_Task requirements_
Write back each entry precisely as it is given.

[Supplied material — start]

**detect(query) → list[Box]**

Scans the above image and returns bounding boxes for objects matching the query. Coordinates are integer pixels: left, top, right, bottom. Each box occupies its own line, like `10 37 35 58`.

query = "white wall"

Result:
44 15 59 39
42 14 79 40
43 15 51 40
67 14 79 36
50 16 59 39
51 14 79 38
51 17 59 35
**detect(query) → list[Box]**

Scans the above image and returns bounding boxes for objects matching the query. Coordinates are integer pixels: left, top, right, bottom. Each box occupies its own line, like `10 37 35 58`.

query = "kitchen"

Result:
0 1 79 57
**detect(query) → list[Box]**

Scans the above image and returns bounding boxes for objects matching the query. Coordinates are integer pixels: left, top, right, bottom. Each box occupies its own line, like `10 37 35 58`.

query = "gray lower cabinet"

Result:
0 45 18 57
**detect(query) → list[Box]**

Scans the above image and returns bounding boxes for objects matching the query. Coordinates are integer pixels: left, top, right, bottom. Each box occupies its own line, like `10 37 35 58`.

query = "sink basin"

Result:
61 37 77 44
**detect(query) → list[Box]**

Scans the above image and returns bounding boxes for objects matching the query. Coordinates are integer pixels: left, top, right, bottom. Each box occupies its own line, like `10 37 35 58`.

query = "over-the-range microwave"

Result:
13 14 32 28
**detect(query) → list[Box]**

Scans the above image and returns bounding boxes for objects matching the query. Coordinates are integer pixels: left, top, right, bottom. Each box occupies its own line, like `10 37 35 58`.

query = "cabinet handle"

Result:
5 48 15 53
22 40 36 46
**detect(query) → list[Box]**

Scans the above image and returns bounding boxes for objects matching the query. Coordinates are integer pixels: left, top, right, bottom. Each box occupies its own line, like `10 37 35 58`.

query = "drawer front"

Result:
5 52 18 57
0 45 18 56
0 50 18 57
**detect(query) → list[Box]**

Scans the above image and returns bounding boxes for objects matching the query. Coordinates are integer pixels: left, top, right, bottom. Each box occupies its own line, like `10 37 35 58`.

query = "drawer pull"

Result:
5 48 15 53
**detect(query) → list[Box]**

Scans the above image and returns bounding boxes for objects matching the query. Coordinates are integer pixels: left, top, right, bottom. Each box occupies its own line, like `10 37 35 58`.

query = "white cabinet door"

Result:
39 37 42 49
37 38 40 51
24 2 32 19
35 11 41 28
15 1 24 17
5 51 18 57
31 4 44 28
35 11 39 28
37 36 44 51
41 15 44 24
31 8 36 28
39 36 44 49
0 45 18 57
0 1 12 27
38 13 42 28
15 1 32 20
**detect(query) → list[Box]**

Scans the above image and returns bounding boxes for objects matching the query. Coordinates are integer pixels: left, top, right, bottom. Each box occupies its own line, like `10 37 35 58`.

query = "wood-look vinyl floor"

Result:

[Supplied material — finish]

_Finished exercise_
**detect(query) → list[Box]**

Scans the above image and returns bounding boxes for objects matching the query. Coordinates are integer pixels: left, top, right, bottom. Each box occupies its own line, like `10 37 35 58`.

query = "white wall"

Result:
44 15 59 39
42 14 79 40
43 15 51 40
67 14 79 36
50 16 59 39
51 14 79 38
51 17 59 35
**detect(query) → list[Box]**

Scans the above image and returns bounding boxes for objects matching the query. Coordinates are integer pixels: left, top, right, bottom. Each box occupies its own line, like `10 37 35 58`.

query = "kitchen"

Result:
0 1 79 57
**detect(query) → list[Box]**

Scans the above image and returns bounding boxes for objects matching the query. Coordinates are integer pixels: left, top, right, bottom. Each box occupies its own line, like `10 37 35 58`.

query = "gray lower cabinet"

Result:
0 45 18 57
**detect(query) → list[Box]**

Scans the above image and returns bounding boxes for objects matching the query. Coordinates are integer pixels: left, top, right, bottom. Each box occupies its own line, like `10 37 35 58`.

query = "sink basin"

Result:
61 37 77 44
**detect(query) → list[Box]**

Scans the above image and returns bounding boxes for objects matching the query. Coordinates are integer pixels: left, top, right, bottom. Each box occupies its own line, like `10 37 35 58`.

query = "over-the-range microwave"

Result:
13 14 32 28
**detect(query) → list[Box]**

Scans the above image and returns bounding boxes for objects matching the query. Coordinates are integer pixels: left, top, right, bottom. Each box occupies its own line, like `10 37 35 58`.

query = "cabinet handle"

Result:
5 48 15 53
22 40 36 46
**detect(query) → list[Box]**

Scans the above image and returns bounding boxes for objects matching the query. Coordinates are integer pixels: left, top, right, bottom. Each box occupies its own line, like `10 37 35 58`.

query = "drawer front"

Result:
5 52 18 57
0 45 18 56
0 50 18 57
**detect(query) → list[Box]**

Scans the above image and returns bounding boxes for objects matching the query. Coordinates are integer pixels: left, top, right, bottom. Each box occupies its own line, like `10 37 35 58`.

query = "drawer pull"

Result:
5 48 15 53
**detect(query) → list[Box]**

Scans the above image and returns bounding boxes for objects matching the query. Coordinates are integer pixels: left, top, right, bottom. Each box occupies its own line, like `10 37 35 58`.

query = "white cabinet door"

Result:
39 37 42 49
37 38 40 51
24 2 32 19
35 11 41 28
15 1 24 17
5 51 18 57
31 4 44 28
35 11 39 28
37 36 44 51
41 15 44 24
31 8 36 28
39 36 44 49
0 45 18 57
0 1 12 27
38 13 42 28
15 1 32 20
**detect(query) → list[Box]**

Scans the above image and returns bounding boxes for objects matching the query. Coordinates are integer pixels: left, top, right, bottom. Each box occupies its own line, like `10 37 35 58`.

query = "wood-look vinyl floor"

Result:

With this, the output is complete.